Written instruction
Write out every line of the listing below without changing a word.

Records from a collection
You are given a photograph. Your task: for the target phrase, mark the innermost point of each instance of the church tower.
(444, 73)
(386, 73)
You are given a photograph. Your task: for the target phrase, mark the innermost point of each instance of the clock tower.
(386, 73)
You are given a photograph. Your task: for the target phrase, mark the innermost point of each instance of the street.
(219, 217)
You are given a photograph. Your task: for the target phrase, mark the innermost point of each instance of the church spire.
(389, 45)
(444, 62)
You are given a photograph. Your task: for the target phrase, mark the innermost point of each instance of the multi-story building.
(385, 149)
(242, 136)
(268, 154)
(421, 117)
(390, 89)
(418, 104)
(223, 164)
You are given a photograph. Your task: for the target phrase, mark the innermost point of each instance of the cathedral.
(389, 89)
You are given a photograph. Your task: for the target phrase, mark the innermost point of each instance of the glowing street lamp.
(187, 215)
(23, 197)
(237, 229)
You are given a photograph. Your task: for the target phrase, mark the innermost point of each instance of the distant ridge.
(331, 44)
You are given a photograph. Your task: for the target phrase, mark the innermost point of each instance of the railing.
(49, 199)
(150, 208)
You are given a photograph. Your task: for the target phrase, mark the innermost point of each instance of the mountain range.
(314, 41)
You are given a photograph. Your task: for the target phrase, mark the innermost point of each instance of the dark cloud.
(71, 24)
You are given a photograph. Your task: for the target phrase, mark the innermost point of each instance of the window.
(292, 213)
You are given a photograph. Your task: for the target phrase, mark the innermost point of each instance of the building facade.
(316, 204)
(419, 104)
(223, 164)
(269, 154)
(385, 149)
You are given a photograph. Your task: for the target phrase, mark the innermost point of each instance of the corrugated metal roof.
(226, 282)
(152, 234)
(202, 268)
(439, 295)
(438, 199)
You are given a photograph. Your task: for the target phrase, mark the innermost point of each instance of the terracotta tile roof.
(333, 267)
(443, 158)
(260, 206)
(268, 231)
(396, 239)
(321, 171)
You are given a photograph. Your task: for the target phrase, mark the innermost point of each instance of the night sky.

Solved problem
You are given a photograph. Your task: for the target phrase, mark the innermost point of each instance of the church tower.
(444, 73)
(386, 73)
You are given a photograph. Your task: for the target phrase, mark the innermost point of each instance of the clock tower.
(386, 73)
You are given a photograph. Your task: for the target phrase, mark the innermost point of each instance of the street.
(219, 217)
You are given a photograph. Your task: for the target phrase, mark the innermost point of each instance of the church spire.
(389, 45)
(444, 62)
You are given a photograph. Your task: for the target phrase, mark the innermost point of each instance of the multi-story building.
(385, 149)
(242, 136)
(268, 154)
(421, 117)
(390, 89)
(418, 104)
(223, 164)
You are given a photograph. Your task: for the target phrase, mark the innermost point of each instance of the cathedral.
(389, 89)
You are given a photograph. Your task: for the target phrase, mark the innermost point of each instance of the glowing street lamp.
(187, 215)
(23, 197)
(237, 229)
You are given a photograph. Your task: for the target phrase, mark the innermost point of each instance of the distant ridge.
(331, 44)
You are given a photograph. Your task: for the target phrase, mark the innermost point of each instance of the railing.
(49, 199)
(150, 208)
You are given a photograph. Your task: for the target phrase, mark the innermost point of each instance of the mountain range.
(314, 41)
You are given a photograph. Your task: for the target phrase, mark the innermost point of each instance of the dark cloud.
(71, 24)
You are given a photograph. Your task: for the target phrase, mark the innermost point of each instance of the window.
(292, 213)
You are given a photograph. Your task: for the target phrase, mark the innermost point of each instance of the building facade.
(316, 204)
(419, 104)
(223, 164)
(269, 154)
(385, 149)
You are given a photograph. Your task: for the target phrase, mark the innermost point of each instance of the corrugated metal roof.
(226, 282)
(152, 234)
(202, 268)
(439, 295)
(438, 199)
You are given a photograph. Your task: for the target phrase, mark the innermost point of each instance of the terracotta tile roof.
(333, 267)
(443, 158)
(260, 206)
(268, 231)
(396, 239)
(321, 171)
You are given a photograph. Your task: for the target phrase, mark the innermost point of each instance of the night sky.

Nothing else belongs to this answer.